Quoted passage:
For Butch, the decision was simple. He redshirted, giving up his first season on campus for the chance to get better because, in the long run, that’s what would be better for the program.

“They knew what kind of person I was, first and foremost,” Butch said. “They knew I was all about winning and all about team and not a selfish guy. I was all about what the University of Wisconsin was about. And those are the guys that they continue to get.”

Butch was just one link in a chain of Wisconsin big men that have paid their dues, as a redshirt or a scout team member, before stepping into a bigger role in the program. Mike Wilkinson gave way to Butch. Butch passed the torch to Marcus Landry, who was succeeded by Jon Leuer and Keaton Nankivil, who gave way to Jared Berggren who, eventually, led us to Kaminsky.

“It’s a culture thing,” assistant coach Gary Close said, doing everything he could to deflect credit from the coaching staff and directing it all towards the players. The way Close sees it, all the coaching in the world wouldn’t help a kid whose uninterested in actually getting better. They put in the work, which is why they see the results.

But Close and the coaching will take some credit in what they have their players do to improve. In every college basketball practice at every level, at some point the team will split up into big men and guards, running through drills and working on specific fundamentals. Post moves and outlet passing drills for the big men. Ball-handling and jump shooting drills for the guards. Wisconsin makes a point of ensuring that every player on the roster goes through both. “We ask a little more than other programs,” he said. “We want our guys to be versatile out on the floor, in the post, passing, handling the ball, shooting. There’s a little more work there in terms of versatility.”

Short problem 1:
Transcribe the records, starting at the first line and ending at the line that contains "[[[135,90],[251,130],[251,1],[0,0],[0,130],[105,125]]]". Leave out the pictures.

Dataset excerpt
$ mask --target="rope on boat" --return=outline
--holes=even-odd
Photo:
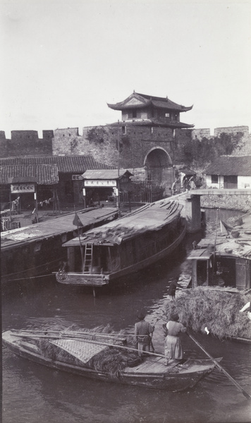
[[[39,276],[30,276],[29,278],[23,276],[23,278],[19,278],[18,279],[8,279],[8,281],[12,282],[13,281],[24,281],[25,279],[37,279],[38,278],[45,278],[46,276],[51,276],[51,274],[52,274],[41,275]]]

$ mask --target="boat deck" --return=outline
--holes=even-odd
[[[85,209],[78,212],[78,216],[85,231],[91,226],[112,220],[113,215],[118,213],[117,209],[100,207],[99,209]],[[12,231],[6,231],[1,233],[1,250],[4,251],[13,249],[16,246],[36,242],[44,238],[55,237],[77,231],[77,226],[73,221],[75,213],[54,217],[51,219]]]

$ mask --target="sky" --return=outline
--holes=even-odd
[[[135,90],[251,130],[251,1],[0,0],[0,130],[105,125]]]

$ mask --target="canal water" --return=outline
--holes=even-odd
[[[215,213],[209,211],[208,228],[214,221]],[[2,330],[73,325],[92,329],[109,324],[115,330],[133,331],[137,312],[144,310],[146,320],[156,324],[155,350],[163,352],[164,321],[156,321],[169,300],[171,278],[190,272],[185,258],[192,242],[200,238],[200,234],[187,236],[185,244],[171,257],[119,287],[100,290],[96,298],[90,288],[60,285],[54,276],[12,282],[2,288]],[[195,336],[212,356],[223,357],[223,367],[251,394],[250,346],[210,336]],[[182,343],[187,357],[207,358],[185,334]],[[89,380],[16,357],[5,346],[2,367],[3,423],[244,423],[251,419],[251,402],[217,370],[194,388],[173,393]]]

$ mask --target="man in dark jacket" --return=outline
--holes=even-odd
[[[135,324],[135,335],[137,345],[138,355],[142,357],[144,351],[149,351],[151,344],[150,333],[154,330],[154,326],[152,326],[149,323],[145,321],[145,315],[140,314],[137,315],[140,320]]]

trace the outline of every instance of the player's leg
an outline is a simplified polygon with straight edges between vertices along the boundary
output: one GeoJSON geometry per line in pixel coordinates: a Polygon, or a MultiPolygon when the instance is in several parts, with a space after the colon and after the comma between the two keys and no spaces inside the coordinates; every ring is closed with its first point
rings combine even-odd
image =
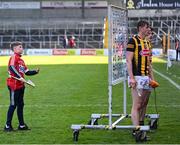
{"type": "Polygon", "coordinates": [[[18,91],[19,97],[18,97],[18,103],[17,103],[17,116],[19,120],[19,130],[28,130],[28,126],[24,123],[24,90],[25,88],[21,88],[18,91]]]}
{"type": "Polygon", "coordinates": [[[9,89],[9,95],[10,95],[10,105],[7,112],[7,121],[4,127],[4,131],[13,130],[12,118],[13,118],[14,110],[16,109],[16,91],[12,90],[10,87],[8,87],[8,89],[9,89]]]}
{"type": "Polygon", "coordinates": [[[142,91],[142,97],[143,97],[143,102],[142,102],[142,108],[140,110],[140,117],[139,117],[139,124],[144,125],[144,118],[145,118],[145,113],[147,109],[147,104],[149,102],[149,96],[151,94],[150,90],[143,90],[142,91]]]}
{"type": "Polygon", "coordinates": [[[143,98],[138,95],[137,89],[131,89],[132,93],[132,108],[131,108],[131,119],[135,126],[139,125],[139,113],[142,106],[143,98]]]}

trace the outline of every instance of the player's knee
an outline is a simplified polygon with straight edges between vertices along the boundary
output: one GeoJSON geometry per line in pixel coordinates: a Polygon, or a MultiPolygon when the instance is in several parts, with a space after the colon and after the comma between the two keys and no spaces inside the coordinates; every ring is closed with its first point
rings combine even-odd
{"type": "Polygon", "coordinates": [[[15,109],[16,109],[16,105],[10,105],[10,106],[9,106],[9,109],[15,110],[15,109]]]}

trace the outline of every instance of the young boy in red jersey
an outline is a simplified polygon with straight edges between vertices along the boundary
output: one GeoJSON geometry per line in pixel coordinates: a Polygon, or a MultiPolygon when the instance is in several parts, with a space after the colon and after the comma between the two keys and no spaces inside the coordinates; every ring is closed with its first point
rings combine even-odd
{"type": "Polygon", "coordinates": [[[17,107],[17,117],[19,120],[18,130],[29,130],[28,126],[24,123],[23,108],[24,108],[24,90],[25,90],[25,75],[35,75],[39,73],[39,69],[29,70],[21,59],[23,54],[23,45],[21,42],[13,42],[10,45],[14,54],[9,59],[7,78],[7,87],[10,93],[10,105],[7,112],[7,121],[4,131],[13,131],[12,118],[14,111],[17,107]],[[19,80],[15,79],[18,78],[19,80]]]}

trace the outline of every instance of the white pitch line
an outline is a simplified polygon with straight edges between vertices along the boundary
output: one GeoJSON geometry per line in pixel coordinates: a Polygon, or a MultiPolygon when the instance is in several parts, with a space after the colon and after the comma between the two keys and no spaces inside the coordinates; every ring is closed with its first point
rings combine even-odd
{"type": "MultiPolygon", "coordinates": [[[[127,105],[128,107],[131,107],[131,105],[127,105]]],[[[148,107],[154,107],[155,105],[148,105],[148,107]]],[[[9,105],[0,105],[0,108],[7,108],[9,107],[9,105]]],[[[54,105],[54,104],[46,104],[46,105],[25,105],[25,107],[27,108],[31,108],[31,107],[37,107],[37,108],[41,108],[41,107],[108,107],[108,105],[106,104],[76,104],[76,105],[54,105]]],[[[114,107],[122,107],[120,105],[114,105],[114,107]]],[[[161,108],[180,108],[180,104],[165,104],[165,105],[157,105],[157,107],[161,107],[161,108]]]]}
{"type": "Polygon", "coordinates": [[[168,80],[172,85],[174,85],[177,89],[180,90],[180,85],[175,83],[173,80],[171,80],[169,77],[163,75],[162,73],[158,72],[157,70],[153,69],[153,71],[155,73],[157,73],[158,75],[160,75],[161,77],[163,77],[164,79],[168,80]]]}

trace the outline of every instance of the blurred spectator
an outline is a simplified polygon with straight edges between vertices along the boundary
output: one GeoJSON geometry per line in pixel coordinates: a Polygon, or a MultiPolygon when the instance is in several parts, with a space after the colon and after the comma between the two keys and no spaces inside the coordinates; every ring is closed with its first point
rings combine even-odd
{"type": "Polygon", "coordinates": [[[76,42],[75,42],[75,37],[74,36],[72,36],[69,39],[69,46],[70,46],[70,48],[75,48],[76,47],[76,42]]]}
{"type": "Polygon", "coordinates": [[[63,39],[63,47],[64,47],[64,48],[67,48],[67,46],[68,46],[68,38],[67,38],[67,36],[65,35],[65,36],[64,36],[64,39],[63,39]]]}

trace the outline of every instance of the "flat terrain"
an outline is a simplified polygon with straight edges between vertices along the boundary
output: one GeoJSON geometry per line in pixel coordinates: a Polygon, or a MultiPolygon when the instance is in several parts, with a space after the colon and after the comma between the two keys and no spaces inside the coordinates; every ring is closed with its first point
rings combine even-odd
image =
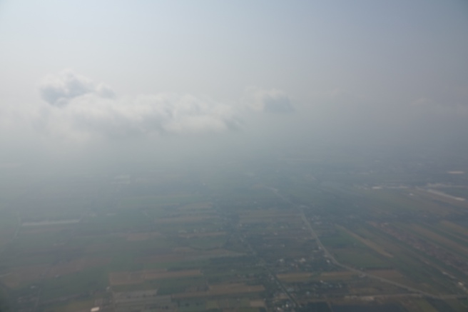
{"type": "Polygon", "coordinates": [[[468,310],[464,173],[295,159],[15,189],[11,173],[3,300],[23,312],[468,310]]]}

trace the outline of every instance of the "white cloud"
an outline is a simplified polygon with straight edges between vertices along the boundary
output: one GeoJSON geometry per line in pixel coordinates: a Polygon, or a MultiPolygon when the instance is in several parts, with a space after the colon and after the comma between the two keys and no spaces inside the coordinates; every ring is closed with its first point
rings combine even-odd
{"type": "Polygon", "coordinates": [[[289,96],[283,91],[266,90],[256,87],[247,89],[243,99],[244,104],[256,111],[285,114],[294,111],[289,96]]]}
{"type": "Polygon", "coordinates": [[[47,77],[39,91],[50,105],[36,129],[74,139],[222,132],[239,126],[232,106],[209,99],[165,93],[117,99],[110,88],[70,71],[47,77]]]}
{"type": "Polygon", "coordinates": [[[76,75],[69,70],[58,76],[49,76],[43,79],[39,86],[42,99],[51,105],[63,106],[73,99],[96,94],[103,98],[113,98],[114,93],[108,86],[96,84],[91,80],[76,75]]]}

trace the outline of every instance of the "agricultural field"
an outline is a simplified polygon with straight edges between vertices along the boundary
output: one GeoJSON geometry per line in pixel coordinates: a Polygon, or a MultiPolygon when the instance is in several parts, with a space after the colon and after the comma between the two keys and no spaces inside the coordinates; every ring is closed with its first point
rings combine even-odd
{"type": "Polygon", "coordinates": [[[23,312],[468,309],[468,202],[441,195],[462,175],[307,157],[4,184],[0,293],[23,312]]]}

Short problem 2:
Pick up the passage on Wisconsin basketball's big men after its last sentence and keep writing.

Task result 1:
$ mask --target="rope on boat" --return=outline
--holes=even-odd
Photo:
[[[39,276],[30,276],[29,278],[23,276],[23,278],[19,278],[18,279],[8,279],[8,281],[12,282],[13,281],[24,281],[25,279],[37,279],[38,278],[45,278],[46,276],[51,276],[51,274],[52,274],[41,275]]]

$ mask --target="boat deck" --return=outline
--holes=even-odd
[[[85,209],[78,212],[78,216],[85,231],[91,226],[112,220],[113,215],[118,213],[117,209],[100,207],[99,209]],[[12,231],[6,231],[1,233],[1,250],[4,251],[13,249],[16,246],[36,242],[44,238],[55,237],[77,231],[77,226],[73,221],[75,213],[54,217],[51,219]]]

$ mask --target="sky" --return=outline
--holes=even-odd
[[[135,90],[251,130],[251,1],[0,0],[0,130],[105,125]]]

Task result 2:
“The coaches have a lot to do with [our development],” current Memphis Grizzlies forward Jon Leuer said. “We work hard in the preseason and the offseason. [They] are big on the individual work.”

And it certainly doesn’t hurt that all of that individual work is done against all-Big Ten caliber big men.

“I got to play against Jared [Berggren] for two years and that really helped me grow as a player,” Kaminsky said. “I had to learn things from him and apply it to my game. I had to learn to score on him. I had to learn how to defend him.”

“Jared used to beat me up, day in and day out, but eventually got to the point where I was beating him up a little bit. It’s a process. It’s frustrating. But it really works for us.”

Wisconsin’s success lies in their ability to identify and develop players that fit in their program, and while that’s a testament to the kids that they bring in, it also says a lot about the work that Ryan has put in to get Wisconsin basketball to where it is today.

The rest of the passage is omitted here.